* **EXCERPT**
>> BEGIN
Should A Robot Run Your Retirement Portfolio?

Should A Robot Run Your Retirement Portfolio?

Betterment CEO Jon Stein and Wharton’s Olivia Mitchell discuss robo-advisors as the future of wealth management.

Should you take investment advice from a robot? For Jon Stein, CEO of robo-advisor firm Betterment, the answer is a resounding yes. Robo-advisors are algorithms that recommend investments based on one’s investment preferences, risk tolerance and financial goals with minimal human interaction. Using this technology, robo-advisors cut the cost of traditional wealth management to the masses.

Robot Retirement Portfolio
geralt / Pixabay

Stein talked about this rising trend in the investment management industry on the Knowledge@Wharton Show, which airs on Sirius XM channel 111. He was joined by Olivia Mitchell, executive director of the Pension Research Council, who is also director of the Boettner Center for Pensions and Retirement Research at Wharton.

An edited transcript of the conversation follow.    

Knowledge@Wharton: When we’re talking about investing and people saving for retirement, would you say that we shouldn’t be surprised to see more use of robo-advisors and technology?

Olivia Mitchell: Absolutely. We have the software now, and most people have some access to the internet through phones or laptops or what have you. And these are hard problems: figuring out how much to save, where to invest, and what to do with your money in retirement. So we could use help.

Knowledge@Wharton: How quickly is the financial industry coming along right now with the use of technology?

Jon Stein: What we’re seeing is incredible growth. … We now manage over $8 billion for 240,000 customers. Our growth path over the past few years has been faster than the growth of mutual funds, faster than the growth of ETFs — even when those products were new, in their early days. This idea of technology-driven, smarter investing is really transforming the way that people think about what they do with their money. It’s taking off in a way that’s never been seen before.

Mitchell: Some of our listeners might not be terribly well versed in what the term “robo-advisor” means. It’s shorthand for a lot of different products. Give us your own take on what that term means, and talk about what kind of advice robo-advisors are providing to customers.

Stein: Yes, the products in robo-advisors can be very different.

Betterment offers customers a solution that does all of the things you should do with your money and automates them, so that you do them without having to think about them, and provides that at an incredibly low cost. We think about it as taking all the things that maybe you would get if you did everything you should do with your money, and packaging that up — using technology to drive the cost down. So, that’s obviously good. That’s something everyone should be doing, and I think that’s what’s driving the growth of the industry.

Mitchell: Let me turn it around, just to clarify: What kinds of advice do robo-advisors not provide when it comes to money?
>> END
* **WRITTEN REQUEST A**
Rewrite the part of the robo-advisor conversation that opens with the words "Mitchell: Some of" and closes with "of the industry.", changing "customers" to "clients".

* **ITEMS**
>> BEGIN
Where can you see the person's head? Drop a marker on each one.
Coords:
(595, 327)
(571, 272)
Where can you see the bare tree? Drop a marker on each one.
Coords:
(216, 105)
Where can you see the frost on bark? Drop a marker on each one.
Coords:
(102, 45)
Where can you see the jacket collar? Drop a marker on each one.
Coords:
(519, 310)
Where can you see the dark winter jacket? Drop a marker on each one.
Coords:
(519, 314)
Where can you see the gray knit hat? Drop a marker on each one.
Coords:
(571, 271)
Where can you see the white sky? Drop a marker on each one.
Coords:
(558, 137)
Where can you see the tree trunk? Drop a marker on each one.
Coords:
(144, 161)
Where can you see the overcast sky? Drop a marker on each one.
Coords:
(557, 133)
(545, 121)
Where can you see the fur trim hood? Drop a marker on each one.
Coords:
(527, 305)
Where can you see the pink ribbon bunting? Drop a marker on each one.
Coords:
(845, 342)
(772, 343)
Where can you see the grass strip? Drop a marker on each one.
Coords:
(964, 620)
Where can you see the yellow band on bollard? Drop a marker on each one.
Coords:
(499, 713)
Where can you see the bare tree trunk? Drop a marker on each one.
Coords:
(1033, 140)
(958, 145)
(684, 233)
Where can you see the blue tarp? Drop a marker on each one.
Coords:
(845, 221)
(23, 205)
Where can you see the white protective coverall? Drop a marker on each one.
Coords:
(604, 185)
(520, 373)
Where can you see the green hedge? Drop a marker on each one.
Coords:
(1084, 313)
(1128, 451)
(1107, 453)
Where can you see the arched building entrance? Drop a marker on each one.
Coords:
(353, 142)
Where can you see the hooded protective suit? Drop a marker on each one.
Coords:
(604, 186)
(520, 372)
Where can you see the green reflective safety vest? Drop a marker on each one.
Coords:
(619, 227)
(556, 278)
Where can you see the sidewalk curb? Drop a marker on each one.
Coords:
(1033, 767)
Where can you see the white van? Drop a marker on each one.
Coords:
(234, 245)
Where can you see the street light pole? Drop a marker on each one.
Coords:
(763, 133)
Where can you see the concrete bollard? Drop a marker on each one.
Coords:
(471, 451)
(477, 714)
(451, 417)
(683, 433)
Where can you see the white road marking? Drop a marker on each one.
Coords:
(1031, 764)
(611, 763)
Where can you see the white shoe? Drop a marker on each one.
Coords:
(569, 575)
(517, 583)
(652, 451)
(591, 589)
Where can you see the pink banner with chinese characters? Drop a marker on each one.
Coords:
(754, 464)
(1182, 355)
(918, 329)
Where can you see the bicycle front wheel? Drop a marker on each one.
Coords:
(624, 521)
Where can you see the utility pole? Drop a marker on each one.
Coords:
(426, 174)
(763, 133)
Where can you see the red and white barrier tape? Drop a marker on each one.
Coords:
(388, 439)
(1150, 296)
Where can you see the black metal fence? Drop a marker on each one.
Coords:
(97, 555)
>> END
* **WRITTEN REQUEST B**
Convert the records, from their first line through the line containing "(1107, 453)", into a JSON list of strings with one string per line, omitting blank lines.

* **TASK RESPONSE A**
Mitchell: Some of our listeners might not be terribly well versed in what the term “robo-advisor” means. It’s shorthand for a lot of different products. Give us your own take on what that term means, and talk about what kind of advice robo-advisors are providing to clients.

Stein: Yes, the products in robo-advisors can be very different.

Betterment offers clients a solution that does all of the things you should do with your money and automates them, so that you do them without having to think about them, and provides that at an incredibly low cost. We think about it as taking all the things that maybe you would get if you did everything you should do with your money, and packaging that up — using technology to drive the cost down. So, that’s obviously good. That’s something everyone should be doing, and I think that’s what’s driving the growth of the industry.

* **TASK RESPONSE B**
[
  "Where can you see the person's head? Drop a marker on each one.",
  "Coords:",
  "(595, 327)",
  "(571, 272)",
  "Where can you see the bare tree? Drop a marker on each one.",
  "Coords:",
  "(216, 105)",
  "Where can you see the frost on bark? Drop a marker on each one.",
  "Coords:",
  "(102, 45)",
  "Where can you see the jacket collar? Drop a marker on each one.",
  "Coords:",
  "(519, 310)",
  "Where can you see the dark winter jacket? Drop a marker on each one.",
  "Coords:",
  "(519, 314)",
  "Where can you see the gray knit hat? Drop a marker on each one.",
  "Coords:",
  "(571, 271)",
  "Where can you see the white sky? Drop a marker on each one.",
  "Coords:",
  "(558, 137)",
  "Where can you see the tree trunk? Drop a marker on each one.",
  "Coords:",
  "(144, 161)",
  "Where can you see the overcast sky? Drop a marker on each one.",
  "Coords:",
  "(557, 133)",
  "(545, 121)",
  "Where can you see the fur trim hood? Drop a marker on each one.",
  "Coords:",
  "(527, 305)",
  "Where can you see the pink ribbon bunting? Drop a marker on each one.",
  "Coords:",
  "(845, 342)",
  "(772, 343)",
  "Where can you see the grass strip? Drop a marker on each one.",
  "Coords:",
  "(964, 620)",
  "Where can you see the yellow band on bollard? Drop a marker on each one.",
  "Coords:",
  "(499, 713)",
  "Where can you see the bare tree trunk? Drop a marker on each one.",
  "Coords:",
  "(1033, 140)",
  "(958, 145)",
  "(684, 233)",
  "Where can you see the blue tarp? Drop a marker on each one.",
  "Coords:",
  "(845, 221)",
  "(23, 205)",
  "Where can you see the white protective coverall? Drop a marker on each one.",
  "Coords:",
  "(604, 185)",
  "(520, 373)",
  "Where can you see the green hedge? Drop a marker on each one.",
  "Coords:",
  "(1084, 313)",
  "(1128, 451)",
  "(1107, 453)"
]